В правительстве Фландена тоже не слишком верили в полезность советско-французского пакта и заключили его прежде всего затем, чтобы помешать соглашению Германии и СССР, как сам премьер откровенно признался Идену. Гитлер тоже не особенно беспокоился на этот счет – позже утверждалось, что он даже передал Лавалю свое согласие на «тур вальса с русскими». Впрочем, иллюзий не было и в Москве: в интервью «Правде» 29 марта 1935 года маршал Тухачевский отметил, что «французская армия с ее двадцатью дивизиями, наспех собранными подразделениями и медленными темпами мобилизации уже неспособна к активному противостоянию Германии»[533].

» **ИСХОДНЫЕ ДАННЫЕ**
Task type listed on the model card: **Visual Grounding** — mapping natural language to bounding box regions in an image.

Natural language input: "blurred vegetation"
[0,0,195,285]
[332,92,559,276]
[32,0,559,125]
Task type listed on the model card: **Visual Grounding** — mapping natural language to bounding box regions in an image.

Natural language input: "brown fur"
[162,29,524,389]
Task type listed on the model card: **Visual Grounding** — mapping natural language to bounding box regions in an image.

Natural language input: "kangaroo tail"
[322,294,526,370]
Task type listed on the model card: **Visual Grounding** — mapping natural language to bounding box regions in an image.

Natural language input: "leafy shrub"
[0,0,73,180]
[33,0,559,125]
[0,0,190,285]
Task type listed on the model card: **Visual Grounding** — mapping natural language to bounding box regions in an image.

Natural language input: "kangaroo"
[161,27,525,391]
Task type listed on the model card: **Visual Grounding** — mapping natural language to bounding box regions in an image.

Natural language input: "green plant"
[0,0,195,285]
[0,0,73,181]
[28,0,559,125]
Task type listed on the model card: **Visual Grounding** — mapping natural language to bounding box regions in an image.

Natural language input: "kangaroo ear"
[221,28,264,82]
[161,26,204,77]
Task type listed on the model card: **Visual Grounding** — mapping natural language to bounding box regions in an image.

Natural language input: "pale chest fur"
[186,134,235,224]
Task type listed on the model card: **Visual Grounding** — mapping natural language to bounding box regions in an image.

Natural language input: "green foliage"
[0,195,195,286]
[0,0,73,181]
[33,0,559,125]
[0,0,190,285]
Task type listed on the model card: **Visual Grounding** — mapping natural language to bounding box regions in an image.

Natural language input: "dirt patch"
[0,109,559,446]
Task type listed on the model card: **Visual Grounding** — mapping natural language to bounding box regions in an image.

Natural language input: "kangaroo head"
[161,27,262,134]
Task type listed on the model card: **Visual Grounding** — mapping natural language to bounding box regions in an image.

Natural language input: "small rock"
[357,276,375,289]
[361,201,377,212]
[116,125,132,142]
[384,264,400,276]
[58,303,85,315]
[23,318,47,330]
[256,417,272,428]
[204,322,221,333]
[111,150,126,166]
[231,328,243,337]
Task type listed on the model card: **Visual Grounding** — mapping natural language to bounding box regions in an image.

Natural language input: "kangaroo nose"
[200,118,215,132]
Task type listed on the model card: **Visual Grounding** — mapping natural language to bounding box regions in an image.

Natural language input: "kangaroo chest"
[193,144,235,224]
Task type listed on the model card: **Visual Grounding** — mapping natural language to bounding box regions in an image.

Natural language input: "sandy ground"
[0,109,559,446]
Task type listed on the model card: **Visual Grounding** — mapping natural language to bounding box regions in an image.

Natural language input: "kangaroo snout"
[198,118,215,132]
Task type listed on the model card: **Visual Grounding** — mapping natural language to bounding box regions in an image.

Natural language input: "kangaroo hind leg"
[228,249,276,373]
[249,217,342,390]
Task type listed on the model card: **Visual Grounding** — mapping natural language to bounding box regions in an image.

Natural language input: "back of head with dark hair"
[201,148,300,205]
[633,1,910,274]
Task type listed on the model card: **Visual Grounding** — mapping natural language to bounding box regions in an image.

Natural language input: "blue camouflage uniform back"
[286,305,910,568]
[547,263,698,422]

» **ЗАДАНИЕ**
С какой главной целью, согласно фрагменту текста, правительство Фландена заключило советско-французский пакт? Эти пункты взяты из другого источника.

» **РЕШЕНИЕ ЗАДАНИЯ**
Прежде всего затем, чтобы помешать соглашению Германии и СССР.